— Begin Article —
Fact Check: The Alibaba Stake Sold By Goldman Sachs Is Now Worth More Than The Whole Company

Goldman
Trader Thomas Lee works on the floor of the New York Stock Exchange, Feb. 28, 2020. (AP Photo/Richard Drew)

In 1999, Wall Street bank Goldman Sachs was one of the first investors in Chinese e-commerce company Alibaba, investing $3.3 million in what was then a scrappy startup operating out of its founder’s apartment in Hangzhou.

Shirley Lin, who worked for Goldman’s private equity fund, said she was offered the chance to invest $5 million for a 50 percent stake, Financial Times reported. Instead, she said her colleagues decided $5 million was too risky and they opted for investing a “safer” $3 million.

Five years later, in 2004, Goldman sold its stake in Alibaba for $22 million — almost seven times its original investment.

“Goldman Sachs has a reputation for consistently holding the winning lottery ticket numbers. But it got rid of the ticket that (was) poised to be one of (2014’s) biggest payoffs,” New York Times reported in 2014.

Some of the early investors who bought Goldman Sachs’s stake have since made up to 30 times their original investments as the company’s value skyrocketed.
— End Article —
— Begin Material supplied —
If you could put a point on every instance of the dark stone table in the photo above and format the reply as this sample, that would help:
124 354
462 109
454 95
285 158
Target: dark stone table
— End Material supplied —
■ Directives ■
**a)** According to the article, how much did Goldman Sachs sell its Alibaba stake for in 2004?
**b)** Reproduce the listing above word for word, including every line.
The article and the listing are two unrelated pieces of material.

■ The results ■
**a)** $22 million.

**b)**
If you could put a point on every instance of the dark stone table in the photo above and format the reply as this sample, that would help:
124 354
462 109
454 95
285 158
Target: dark stone table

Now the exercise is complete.